*** SUPPLIED MATERIAL ***

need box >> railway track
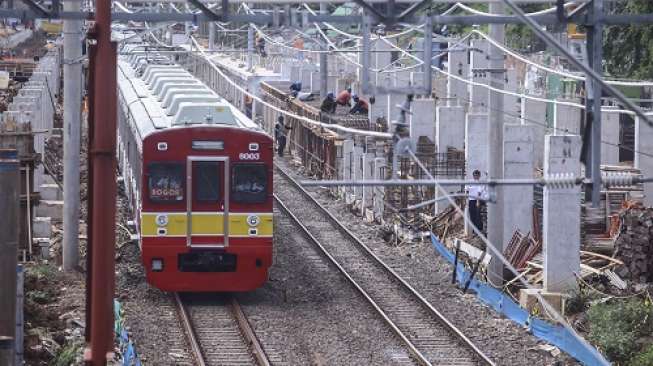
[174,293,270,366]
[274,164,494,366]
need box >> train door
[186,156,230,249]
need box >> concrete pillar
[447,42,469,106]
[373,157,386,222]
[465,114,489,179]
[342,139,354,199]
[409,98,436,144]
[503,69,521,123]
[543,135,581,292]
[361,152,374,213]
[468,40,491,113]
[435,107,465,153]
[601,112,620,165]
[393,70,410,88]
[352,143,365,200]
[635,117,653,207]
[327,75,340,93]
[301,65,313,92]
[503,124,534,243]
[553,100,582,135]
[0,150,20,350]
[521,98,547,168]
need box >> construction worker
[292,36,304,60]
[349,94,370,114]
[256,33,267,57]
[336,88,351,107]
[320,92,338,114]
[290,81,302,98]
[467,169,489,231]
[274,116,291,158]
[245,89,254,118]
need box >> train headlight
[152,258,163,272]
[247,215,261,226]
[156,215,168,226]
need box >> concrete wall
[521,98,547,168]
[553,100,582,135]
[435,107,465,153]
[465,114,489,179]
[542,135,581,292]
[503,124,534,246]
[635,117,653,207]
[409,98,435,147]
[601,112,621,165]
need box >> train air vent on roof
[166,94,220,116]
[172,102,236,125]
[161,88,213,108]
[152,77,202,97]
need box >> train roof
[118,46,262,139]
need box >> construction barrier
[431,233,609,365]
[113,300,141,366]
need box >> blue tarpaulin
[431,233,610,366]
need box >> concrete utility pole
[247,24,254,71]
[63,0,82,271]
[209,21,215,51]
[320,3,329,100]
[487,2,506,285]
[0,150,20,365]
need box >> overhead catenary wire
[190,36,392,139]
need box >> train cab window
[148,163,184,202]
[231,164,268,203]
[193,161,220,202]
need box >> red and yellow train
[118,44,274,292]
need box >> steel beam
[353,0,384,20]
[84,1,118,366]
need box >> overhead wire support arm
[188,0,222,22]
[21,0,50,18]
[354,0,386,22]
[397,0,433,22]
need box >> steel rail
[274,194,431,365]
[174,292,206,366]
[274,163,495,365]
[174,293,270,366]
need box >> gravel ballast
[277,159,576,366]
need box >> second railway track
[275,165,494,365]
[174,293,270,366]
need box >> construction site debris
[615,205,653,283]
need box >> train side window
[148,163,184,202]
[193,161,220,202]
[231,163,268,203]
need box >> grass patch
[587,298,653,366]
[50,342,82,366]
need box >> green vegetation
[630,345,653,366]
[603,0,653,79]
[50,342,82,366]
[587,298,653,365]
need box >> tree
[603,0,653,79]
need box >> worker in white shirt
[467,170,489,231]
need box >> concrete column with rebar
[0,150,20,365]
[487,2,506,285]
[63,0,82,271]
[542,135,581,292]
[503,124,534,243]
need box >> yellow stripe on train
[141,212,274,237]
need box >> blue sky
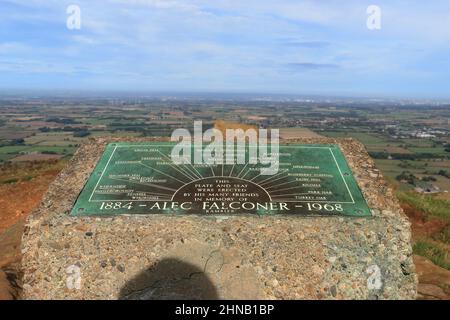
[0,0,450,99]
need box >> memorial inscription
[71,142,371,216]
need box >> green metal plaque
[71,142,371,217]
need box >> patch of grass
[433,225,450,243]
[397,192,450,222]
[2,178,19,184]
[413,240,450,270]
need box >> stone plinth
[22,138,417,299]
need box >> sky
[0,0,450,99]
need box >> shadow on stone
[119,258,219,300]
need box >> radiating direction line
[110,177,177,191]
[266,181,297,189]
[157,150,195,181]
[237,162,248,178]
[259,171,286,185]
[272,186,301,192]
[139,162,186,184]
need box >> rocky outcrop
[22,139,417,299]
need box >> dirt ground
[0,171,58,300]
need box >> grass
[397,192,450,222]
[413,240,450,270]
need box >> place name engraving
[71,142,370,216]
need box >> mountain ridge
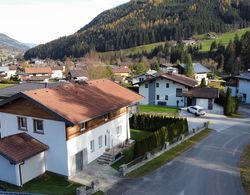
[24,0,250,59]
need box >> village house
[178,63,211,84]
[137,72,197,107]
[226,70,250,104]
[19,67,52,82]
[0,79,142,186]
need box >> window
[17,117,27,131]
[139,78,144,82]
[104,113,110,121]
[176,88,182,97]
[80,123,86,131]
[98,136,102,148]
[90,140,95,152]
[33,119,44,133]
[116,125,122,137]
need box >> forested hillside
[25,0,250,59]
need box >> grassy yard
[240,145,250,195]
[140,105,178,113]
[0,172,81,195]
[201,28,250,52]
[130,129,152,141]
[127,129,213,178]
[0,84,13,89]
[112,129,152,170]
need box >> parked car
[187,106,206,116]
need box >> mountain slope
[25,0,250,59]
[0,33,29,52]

***
*** SUPPLIED MATERIAL ***

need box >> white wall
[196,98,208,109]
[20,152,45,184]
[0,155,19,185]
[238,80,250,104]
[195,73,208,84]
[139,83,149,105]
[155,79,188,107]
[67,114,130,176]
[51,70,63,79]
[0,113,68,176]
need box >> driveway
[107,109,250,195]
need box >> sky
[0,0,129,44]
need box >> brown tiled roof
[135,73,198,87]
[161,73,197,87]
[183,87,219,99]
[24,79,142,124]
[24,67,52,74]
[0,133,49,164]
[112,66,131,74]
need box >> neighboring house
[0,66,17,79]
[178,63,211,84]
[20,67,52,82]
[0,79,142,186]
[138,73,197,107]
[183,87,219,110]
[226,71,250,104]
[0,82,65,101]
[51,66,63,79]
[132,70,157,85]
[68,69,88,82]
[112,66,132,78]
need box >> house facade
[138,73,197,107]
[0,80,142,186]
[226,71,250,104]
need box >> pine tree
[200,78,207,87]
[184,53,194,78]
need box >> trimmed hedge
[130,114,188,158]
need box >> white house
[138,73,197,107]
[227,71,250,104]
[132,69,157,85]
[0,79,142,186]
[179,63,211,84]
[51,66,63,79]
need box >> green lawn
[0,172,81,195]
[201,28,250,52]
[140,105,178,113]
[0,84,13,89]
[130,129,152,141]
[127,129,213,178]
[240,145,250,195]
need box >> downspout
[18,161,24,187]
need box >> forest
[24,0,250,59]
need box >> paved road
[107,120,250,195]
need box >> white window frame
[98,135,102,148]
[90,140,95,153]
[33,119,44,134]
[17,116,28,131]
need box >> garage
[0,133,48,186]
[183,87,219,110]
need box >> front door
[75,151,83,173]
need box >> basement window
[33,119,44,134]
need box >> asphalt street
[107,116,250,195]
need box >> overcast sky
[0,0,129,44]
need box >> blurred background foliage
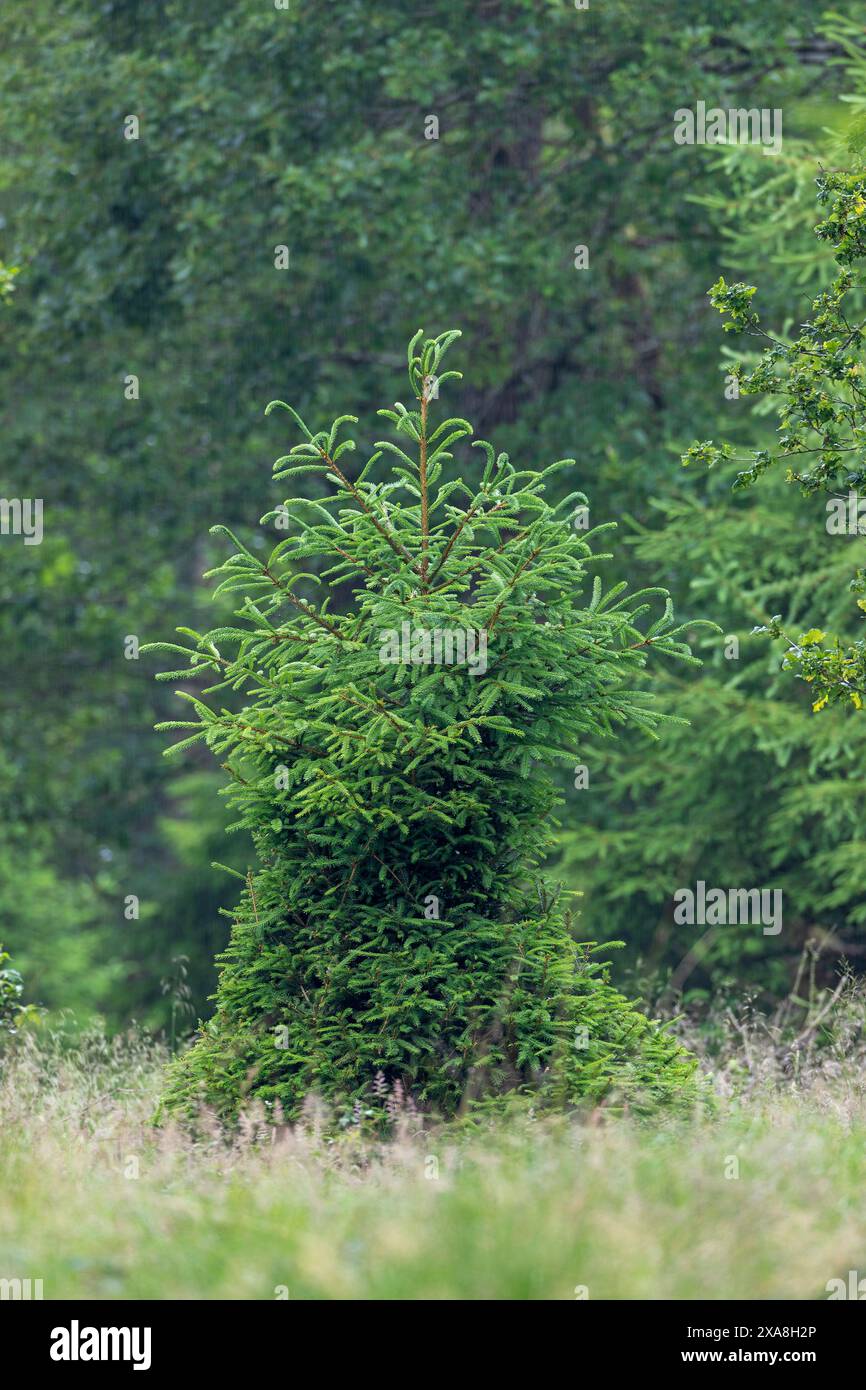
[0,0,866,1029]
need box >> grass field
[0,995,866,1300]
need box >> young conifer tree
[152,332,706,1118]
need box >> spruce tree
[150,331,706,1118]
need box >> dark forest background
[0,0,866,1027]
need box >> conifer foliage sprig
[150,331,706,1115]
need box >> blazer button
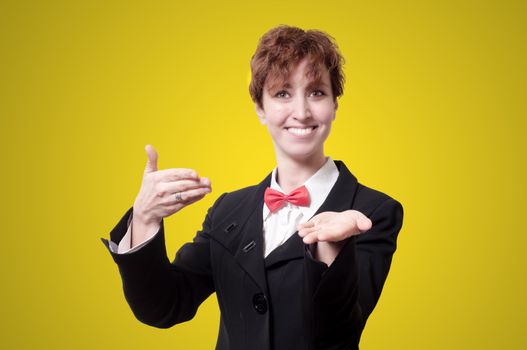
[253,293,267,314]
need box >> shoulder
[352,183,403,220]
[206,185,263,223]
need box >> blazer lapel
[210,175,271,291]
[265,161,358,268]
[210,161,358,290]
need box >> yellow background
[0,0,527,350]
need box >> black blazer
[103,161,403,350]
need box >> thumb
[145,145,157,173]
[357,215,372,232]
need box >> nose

***
*** SUPPLIED MATERIAL ***

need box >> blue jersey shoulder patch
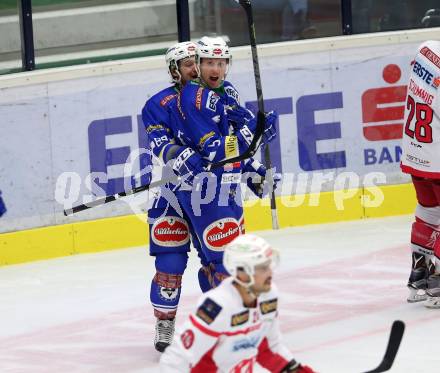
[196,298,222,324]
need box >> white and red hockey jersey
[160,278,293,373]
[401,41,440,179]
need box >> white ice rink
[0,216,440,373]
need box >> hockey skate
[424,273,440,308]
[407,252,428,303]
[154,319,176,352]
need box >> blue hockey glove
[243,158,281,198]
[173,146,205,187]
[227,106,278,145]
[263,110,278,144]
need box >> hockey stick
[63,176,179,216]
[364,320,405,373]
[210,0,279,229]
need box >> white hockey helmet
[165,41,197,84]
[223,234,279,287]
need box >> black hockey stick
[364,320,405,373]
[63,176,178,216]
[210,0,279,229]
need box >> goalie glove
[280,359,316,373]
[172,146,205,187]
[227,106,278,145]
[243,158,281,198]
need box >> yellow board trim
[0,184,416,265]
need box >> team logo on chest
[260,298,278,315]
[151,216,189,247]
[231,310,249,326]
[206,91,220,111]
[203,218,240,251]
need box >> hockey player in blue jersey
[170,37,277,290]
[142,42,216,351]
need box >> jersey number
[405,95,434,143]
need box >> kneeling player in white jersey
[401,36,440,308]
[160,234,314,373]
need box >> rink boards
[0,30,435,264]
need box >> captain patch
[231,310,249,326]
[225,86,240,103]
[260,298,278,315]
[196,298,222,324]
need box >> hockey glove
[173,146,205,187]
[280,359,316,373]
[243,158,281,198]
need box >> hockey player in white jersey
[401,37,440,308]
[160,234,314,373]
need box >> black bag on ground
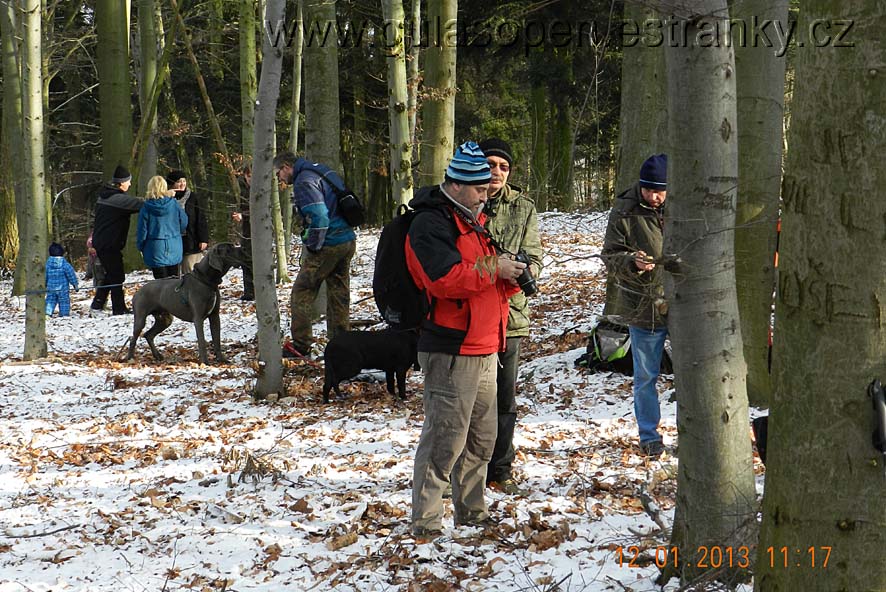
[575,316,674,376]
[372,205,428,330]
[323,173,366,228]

***

#### REQUIRED TASK:
Filter the data above and copy every line that contains the word "train".

#### SOLUTION FOR THIS EXERCISE:
need box >> train door
need box >> train headlight
need box >> train air vent on roof
need box >> train roof
need box >> train cab window
need box >> red and yellow train
need box >> train side window
need box >> yellow stripe on train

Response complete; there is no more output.